▶ Article
# Women's Rights in Our Society



## Bikes (Mar 5, 2005)

Yes noone is forcing me, but then again this blind religious attitude makes me sad, and on the other hand you are not forced either to read/look at muslim/jewish/christian jokes/cartoons. Your logic is quite "interesting"


----------



## DonQui (Jan 10, 2005)

give up arguing with smussuwie, people like him truly believe that Islam is superior to other faiths and actually believe shite like in the first post. in essence, they are too defensive to realize that Islam needs to wake up from the 15th century, AD that is.


----------



## smussuw (Feb 1, 2004)

^ur trolling though

I have a religion which I think can be superior


----------



## DonQui (Jan 10, 2005)

smussuw said:


> of course I believe that Islam is superior, no question to that !!


and hence we arrive at the root of you lunacy. :yes:

No religion is superior to another. all are different ways to achieve higher purpose and to reach the divine creator.

▶ Requests
- A) In the forum thread on women's rights, how does DonQui describe all religions in the last post?
- B) Extend the forum thread on women's rights with a reply that follows its final post.

▶ Given material

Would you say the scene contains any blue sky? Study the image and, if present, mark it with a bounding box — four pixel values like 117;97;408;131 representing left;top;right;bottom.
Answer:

▶ Task-by-task outputs
- A) As different ways to achieve higher purpose and to reach the divine creator.

- B)
----------



## smussuw (Feb 1, 2004)

troll


----------



## smussuw (Feb 1, 2004)

This thread has been ruined by narrow minded people hno:


----------



## B-Patriot (Mar 30, 2005)

smussuw said:


> There is no such a thing called equality between genders. It is females who get pregnant, males dont !! Islam came to bring justise to females not equality.





farnush said:


> Men and women are like the wings of a bird without the other it cant fly .both wings should be equal so as to fly correctly ...


What you said does seemingly contradict with farnush's analogy....The analogy is sorta flawed...Since women and men according to you, and according to the first post by DG, have different roles in Islam...There is not 'equality' in their roles...Or they are not the same..

The pickle here is that you see these _different_ roles as being equal(yet different), whereas most others see them as not...


----------



## smussuw (Feb 1, 2004)

^ I couldnt have said it better


----------



## Bikes (Mar 5, 2005)

A religion superior to another? Ohh gosh smussuw, you are living in a movie.


----------



## smussuw (Feb 1, 2004)

maybe


----------



## Bikes (Mar 5, 2005)

Wake up smussuw, youre living in a total dreamworld, now i understand why you have sometimes such illogical posts. And just to mind you, the last time a group of people thought that they are superior to the others, millions died!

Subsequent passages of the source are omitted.